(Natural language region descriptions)
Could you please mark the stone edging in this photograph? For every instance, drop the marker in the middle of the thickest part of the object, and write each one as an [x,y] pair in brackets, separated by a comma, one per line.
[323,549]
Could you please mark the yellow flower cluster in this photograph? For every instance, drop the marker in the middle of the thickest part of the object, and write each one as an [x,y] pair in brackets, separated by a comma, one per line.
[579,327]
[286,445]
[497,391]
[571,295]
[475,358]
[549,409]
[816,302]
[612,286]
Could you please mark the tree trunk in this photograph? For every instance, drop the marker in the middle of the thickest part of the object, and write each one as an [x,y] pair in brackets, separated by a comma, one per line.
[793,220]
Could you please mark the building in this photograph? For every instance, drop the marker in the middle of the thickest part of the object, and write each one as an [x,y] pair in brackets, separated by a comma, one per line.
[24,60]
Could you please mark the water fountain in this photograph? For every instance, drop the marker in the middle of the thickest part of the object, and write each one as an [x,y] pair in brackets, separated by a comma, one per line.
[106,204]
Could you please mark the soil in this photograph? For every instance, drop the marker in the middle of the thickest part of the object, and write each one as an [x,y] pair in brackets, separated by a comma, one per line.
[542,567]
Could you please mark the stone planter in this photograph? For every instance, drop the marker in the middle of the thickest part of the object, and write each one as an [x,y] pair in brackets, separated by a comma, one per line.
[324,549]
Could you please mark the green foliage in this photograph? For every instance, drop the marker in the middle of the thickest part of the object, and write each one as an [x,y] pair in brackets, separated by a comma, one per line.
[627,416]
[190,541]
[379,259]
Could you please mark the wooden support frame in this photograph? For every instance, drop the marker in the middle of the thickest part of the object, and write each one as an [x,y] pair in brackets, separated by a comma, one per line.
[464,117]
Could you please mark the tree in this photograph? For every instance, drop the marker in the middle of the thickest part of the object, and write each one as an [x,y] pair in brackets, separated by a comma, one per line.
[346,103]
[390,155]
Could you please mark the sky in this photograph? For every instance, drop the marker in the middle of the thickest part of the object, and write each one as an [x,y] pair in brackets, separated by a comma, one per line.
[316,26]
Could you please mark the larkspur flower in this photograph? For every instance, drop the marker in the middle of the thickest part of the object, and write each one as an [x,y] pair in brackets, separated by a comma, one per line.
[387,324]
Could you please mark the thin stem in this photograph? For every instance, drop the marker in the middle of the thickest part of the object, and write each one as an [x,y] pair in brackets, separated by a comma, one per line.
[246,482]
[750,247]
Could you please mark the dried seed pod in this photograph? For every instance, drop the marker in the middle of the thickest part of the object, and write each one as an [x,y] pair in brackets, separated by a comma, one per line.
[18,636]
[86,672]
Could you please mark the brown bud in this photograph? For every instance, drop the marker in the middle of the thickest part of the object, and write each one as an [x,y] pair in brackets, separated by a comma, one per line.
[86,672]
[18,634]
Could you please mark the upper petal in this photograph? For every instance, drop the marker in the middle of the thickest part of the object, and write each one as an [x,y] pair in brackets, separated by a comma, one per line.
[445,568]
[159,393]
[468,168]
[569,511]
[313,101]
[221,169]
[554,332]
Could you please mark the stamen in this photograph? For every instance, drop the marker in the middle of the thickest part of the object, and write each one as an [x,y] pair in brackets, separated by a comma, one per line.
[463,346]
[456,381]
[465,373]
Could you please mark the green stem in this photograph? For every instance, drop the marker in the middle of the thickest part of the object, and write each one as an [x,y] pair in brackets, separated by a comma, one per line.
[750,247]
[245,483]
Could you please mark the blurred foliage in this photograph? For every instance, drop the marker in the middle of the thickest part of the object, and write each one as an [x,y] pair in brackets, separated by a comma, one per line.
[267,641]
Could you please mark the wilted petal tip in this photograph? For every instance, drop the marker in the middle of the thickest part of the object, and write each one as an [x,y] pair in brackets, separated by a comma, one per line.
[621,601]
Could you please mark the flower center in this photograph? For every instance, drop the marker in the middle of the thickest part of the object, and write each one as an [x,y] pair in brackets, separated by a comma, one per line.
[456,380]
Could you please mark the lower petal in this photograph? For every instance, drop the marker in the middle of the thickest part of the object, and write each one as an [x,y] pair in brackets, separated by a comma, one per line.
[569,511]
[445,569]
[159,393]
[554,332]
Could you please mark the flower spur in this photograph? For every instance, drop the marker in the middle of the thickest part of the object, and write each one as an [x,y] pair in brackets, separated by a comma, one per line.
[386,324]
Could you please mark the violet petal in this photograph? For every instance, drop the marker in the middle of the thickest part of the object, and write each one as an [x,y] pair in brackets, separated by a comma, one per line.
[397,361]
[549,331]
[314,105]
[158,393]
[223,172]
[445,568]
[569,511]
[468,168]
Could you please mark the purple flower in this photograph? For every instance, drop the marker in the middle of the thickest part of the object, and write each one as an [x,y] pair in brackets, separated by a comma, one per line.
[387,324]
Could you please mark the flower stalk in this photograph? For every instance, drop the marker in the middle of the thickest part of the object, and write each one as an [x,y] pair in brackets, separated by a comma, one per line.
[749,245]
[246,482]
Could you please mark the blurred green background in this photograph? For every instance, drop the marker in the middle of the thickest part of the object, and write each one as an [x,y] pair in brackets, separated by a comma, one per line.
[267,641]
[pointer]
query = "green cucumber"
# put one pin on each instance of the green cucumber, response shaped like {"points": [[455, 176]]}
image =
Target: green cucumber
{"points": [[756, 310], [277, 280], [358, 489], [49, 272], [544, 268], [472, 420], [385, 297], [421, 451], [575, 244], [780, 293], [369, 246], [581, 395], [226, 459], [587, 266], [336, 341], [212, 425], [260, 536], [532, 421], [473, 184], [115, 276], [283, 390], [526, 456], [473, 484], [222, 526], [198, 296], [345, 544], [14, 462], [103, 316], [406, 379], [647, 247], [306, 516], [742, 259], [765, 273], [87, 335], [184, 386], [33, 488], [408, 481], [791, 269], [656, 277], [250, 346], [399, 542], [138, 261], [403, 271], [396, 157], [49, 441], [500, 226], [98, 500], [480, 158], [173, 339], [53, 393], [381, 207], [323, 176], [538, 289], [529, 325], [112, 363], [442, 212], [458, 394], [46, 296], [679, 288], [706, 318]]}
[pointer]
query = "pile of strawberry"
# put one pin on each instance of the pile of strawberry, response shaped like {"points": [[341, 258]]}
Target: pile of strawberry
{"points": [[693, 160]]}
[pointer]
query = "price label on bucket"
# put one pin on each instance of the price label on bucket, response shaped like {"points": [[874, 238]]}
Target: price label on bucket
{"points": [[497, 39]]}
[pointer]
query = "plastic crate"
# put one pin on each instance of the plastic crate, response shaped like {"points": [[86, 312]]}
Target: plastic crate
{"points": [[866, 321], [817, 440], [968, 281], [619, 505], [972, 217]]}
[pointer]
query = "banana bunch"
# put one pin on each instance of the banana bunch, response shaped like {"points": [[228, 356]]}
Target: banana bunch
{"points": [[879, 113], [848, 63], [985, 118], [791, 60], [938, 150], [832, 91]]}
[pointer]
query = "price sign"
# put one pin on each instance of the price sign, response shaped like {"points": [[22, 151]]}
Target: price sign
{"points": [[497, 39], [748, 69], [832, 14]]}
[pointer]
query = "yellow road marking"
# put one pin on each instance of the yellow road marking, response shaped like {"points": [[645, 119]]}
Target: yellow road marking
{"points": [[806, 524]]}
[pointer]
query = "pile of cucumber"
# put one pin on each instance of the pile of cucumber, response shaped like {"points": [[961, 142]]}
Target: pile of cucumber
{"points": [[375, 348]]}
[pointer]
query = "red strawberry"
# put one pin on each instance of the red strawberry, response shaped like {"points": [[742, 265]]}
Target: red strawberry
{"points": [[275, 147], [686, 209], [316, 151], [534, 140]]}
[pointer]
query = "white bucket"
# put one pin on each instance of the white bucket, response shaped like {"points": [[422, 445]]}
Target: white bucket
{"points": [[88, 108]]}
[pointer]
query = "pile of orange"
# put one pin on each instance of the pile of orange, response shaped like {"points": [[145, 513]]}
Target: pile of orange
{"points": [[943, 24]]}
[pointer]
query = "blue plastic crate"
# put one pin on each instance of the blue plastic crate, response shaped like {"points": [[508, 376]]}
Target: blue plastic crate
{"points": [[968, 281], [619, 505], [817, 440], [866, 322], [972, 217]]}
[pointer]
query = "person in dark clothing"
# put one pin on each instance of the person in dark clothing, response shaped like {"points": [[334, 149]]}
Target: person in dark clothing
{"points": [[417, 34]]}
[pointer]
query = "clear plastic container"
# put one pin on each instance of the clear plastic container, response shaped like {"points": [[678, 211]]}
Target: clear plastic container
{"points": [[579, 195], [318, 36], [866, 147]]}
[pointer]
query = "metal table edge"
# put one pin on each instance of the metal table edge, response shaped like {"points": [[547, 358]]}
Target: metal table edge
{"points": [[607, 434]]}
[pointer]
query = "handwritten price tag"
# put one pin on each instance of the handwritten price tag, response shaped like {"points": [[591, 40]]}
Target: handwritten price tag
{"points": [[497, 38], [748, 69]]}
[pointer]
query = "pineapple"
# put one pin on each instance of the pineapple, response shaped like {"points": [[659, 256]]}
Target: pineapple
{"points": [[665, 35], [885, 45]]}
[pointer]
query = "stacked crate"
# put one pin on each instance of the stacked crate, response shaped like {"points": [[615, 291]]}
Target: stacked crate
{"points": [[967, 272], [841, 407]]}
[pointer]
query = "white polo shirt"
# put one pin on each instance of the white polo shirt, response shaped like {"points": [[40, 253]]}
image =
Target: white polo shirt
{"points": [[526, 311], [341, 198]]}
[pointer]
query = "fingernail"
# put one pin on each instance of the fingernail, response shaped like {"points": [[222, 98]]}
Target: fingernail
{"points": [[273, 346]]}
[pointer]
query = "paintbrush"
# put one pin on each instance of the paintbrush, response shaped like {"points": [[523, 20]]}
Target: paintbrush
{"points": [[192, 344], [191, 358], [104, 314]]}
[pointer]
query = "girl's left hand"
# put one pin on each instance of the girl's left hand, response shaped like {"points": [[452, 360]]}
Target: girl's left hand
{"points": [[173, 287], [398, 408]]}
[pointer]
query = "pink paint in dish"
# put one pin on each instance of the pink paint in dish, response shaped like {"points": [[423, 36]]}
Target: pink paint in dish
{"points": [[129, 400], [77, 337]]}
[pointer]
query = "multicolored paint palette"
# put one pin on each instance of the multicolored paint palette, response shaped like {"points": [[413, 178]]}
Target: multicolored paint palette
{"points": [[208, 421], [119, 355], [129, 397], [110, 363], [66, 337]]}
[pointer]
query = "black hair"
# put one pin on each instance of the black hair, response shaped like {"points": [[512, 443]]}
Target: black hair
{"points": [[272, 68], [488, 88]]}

§ **Problem**: Nothing outside the span should appear: transcribe the lines from the one containing "# put one pin on each instance of the multicolored" through the last line of the records.

§ **Task answer**:
# put one pin on each instance of the multicolored paint palette, response shaped like {"points": [[413, 178]]}
Target: multicolored paint palette
{"points": [[208, 421], [119, 355], [129, 397], [110, 363], [66, 337]]}
[pointer]
query = "black hair"
# put one pin on each instance of the black hair, response shaped like {"points": [[512, 443]]}
Target: black hair
{"points": [[272, 68], [488, 88]]}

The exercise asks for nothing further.